═════ SOURCE MATERIAL

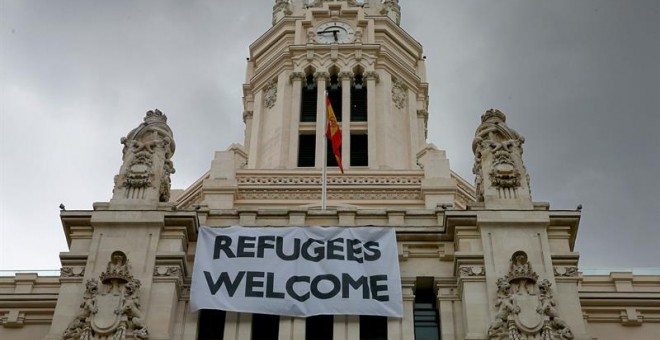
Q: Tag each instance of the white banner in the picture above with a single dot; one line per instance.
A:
(298, 271)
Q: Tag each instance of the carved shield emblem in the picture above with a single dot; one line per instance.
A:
(108, 317)
(528, 319)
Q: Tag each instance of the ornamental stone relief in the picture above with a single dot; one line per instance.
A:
(281, 9)
(314, 194)
(270, 94)
(392, 9)
(315, 179)
(570, 271)
(72, 271)
(526, 308)
(110, 307)
(472, 271)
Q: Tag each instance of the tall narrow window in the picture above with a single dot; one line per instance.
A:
(265, 327)
(359, 150)
(426, 318)
(211, 324)
(306, 150)
(358, 100)
(319, 327)
(308, 101)
(373, 327)
(334, 93)
(330, 156)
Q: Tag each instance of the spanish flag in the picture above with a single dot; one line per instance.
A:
(333, 132)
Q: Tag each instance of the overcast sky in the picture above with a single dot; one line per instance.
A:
(579, 79)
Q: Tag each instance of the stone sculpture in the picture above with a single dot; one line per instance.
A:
(147, 166)
(525, 307)
(110, 311)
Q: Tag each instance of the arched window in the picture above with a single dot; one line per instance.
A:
(334, 93)
(358, 99)
(308, 101)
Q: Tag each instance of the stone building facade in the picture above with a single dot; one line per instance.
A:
(480, 261)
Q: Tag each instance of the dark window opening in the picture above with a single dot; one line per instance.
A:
(330, 156)
(319, 327)
(359, 150)
(265, 327)
(358, 100)
(306, 150)
(425, 313)
(211, 324)
(308, 101)
(373, 327)
(334, 93)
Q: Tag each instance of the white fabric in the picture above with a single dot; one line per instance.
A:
(297, 271)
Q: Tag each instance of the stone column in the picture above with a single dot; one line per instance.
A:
(321, 80)
(404, 328)
(296, 96)
(346, 117)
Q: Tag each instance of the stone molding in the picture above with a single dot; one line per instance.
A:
(270, 94)
(472, 271)
(72, 271)
(338, 194)
(338, 180)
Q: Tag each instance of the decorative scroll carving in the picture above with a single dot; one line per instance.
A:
(72, 272)
(565, 271)
(281, 9)
(270, 94)
(497, 155)
(399, 94)
(525, 306)
(392, 9)
(147, 167)
(110, 308)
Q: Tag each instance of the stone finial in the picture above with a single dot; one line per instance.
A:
(144, 177)
(501, 178)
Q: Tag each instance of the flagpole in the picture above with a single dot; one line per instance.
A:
(324, 175)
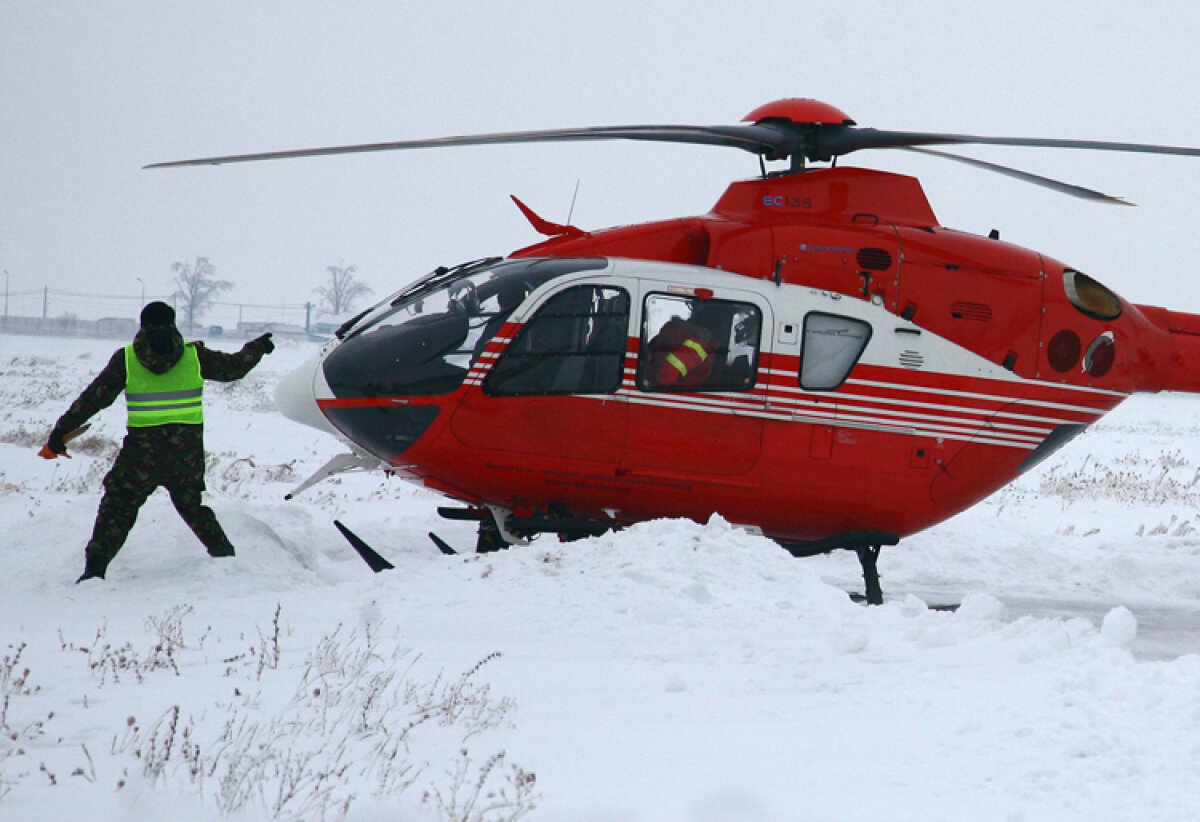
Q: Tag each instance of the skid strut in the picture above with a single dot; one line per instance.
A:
(867, 544)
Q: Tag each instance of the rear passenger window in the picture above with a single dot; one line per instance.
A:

══════════

▸ **TASK TO CARRY OUT**
Take the listing above and print it exactly, apart from the pictures.

▸ **FINAL ANSWER**
Q: Tag each instance of the white banner in the picture above with a single dot; one line per instance.
A:
(298, 271)
Q: Tag each instance of the carved shield emblem in the picture above with a single dot; one line per instance.
A:
(108, 317)
(528, 319)
Q: Tag each instance of the ornamental stone relief in the picture above with a single dot; one line per instance.
A:
(281, 9)
(314, 194)
(270, 94)
(392, 9)
(315, 179)
(570, 271)
(72, 271)
(526, 308)
(110, 307)
(472, 271)
Q: Tag each instance of the tall narrow window in the picture above with a single dot; one line per instance.
A:
(265, 327)
(359, 150)
(426, 318)
(211, 324)
(306, 150)
(358, 100)
(319, 327)
(308, 101)
(373, 327)
(334, 93)
(330, 156)
Q: Tag each instance of the spanish flag in the picture above with a single dot; one line per instance.
A:
(333, 132)
Q: Tag each instance of the overcast sky in the picture above with a single dot; one line per instance.
A:
(579, 79)
Q: Tag each instance of the stone sculpture in the picture above with a single dot; one line per instance.
A:
(147, 166)
(525, 307)
(110, 311)
Q: Tag each instance of the arched window in the picture above with a single dot; one line per instance.
A:
(334, 93)
(358, 99)
(308, 101)
Q: Tag each instance of the stone building facade in the picture above with a single dot; one line per instance.
A:
(480, 261)
Q: Tag each instance of the dark window opening in the picture above with a single dot; one line per instance.
A:
(330, 156)
(319, 327)
(359, 150)
(265, 327)
(358, 100)
(306, 150)
(425, 313)
(211, 324)
(308, 101)
(373, 327)
(334, 93)
Q: Tag each instance of the white fabric in the picture above with a single dot; one line per instance.
A:
(297, 271)
Q: Tag each instance of the stone column in the picture above with a single dot; one line per instance.
A:
(321, 80)
(404, 328)
(296, 96)
(346, 117)
Q: Tag each instance of the stone molding in the picture above with a single dot; one line per instance.
A:
(270, 94)
(472, 271)
(72, 271)
(338, 194)
(338, 180)
Q: Tag each instance of the decorative scroll carving in the picture above with a single dot; one line per instance.
A:
(72, 272)
(565, 271)
(281, 9)
(270, 94)
(497, 155)
(399, 94)
(525, 306)
(392, 9)
(147, 167)
(110, 308)
Q: Tag each instance of the stone finial in the picture above with a single dot; one line per instance.
A:
(144, 177)
(501, 178)
Q: Tag each instance of the flagpole in the picture above with a single dot; one line per instance.
A:
(324, 175)
Q: Tag each instance of the skid strut in the picture above with a single dot; one line per instance.
A:
(867, 544)
Q: Tag each instance of the rear passenger window in the picture above with a single dot; one line per instance.
A:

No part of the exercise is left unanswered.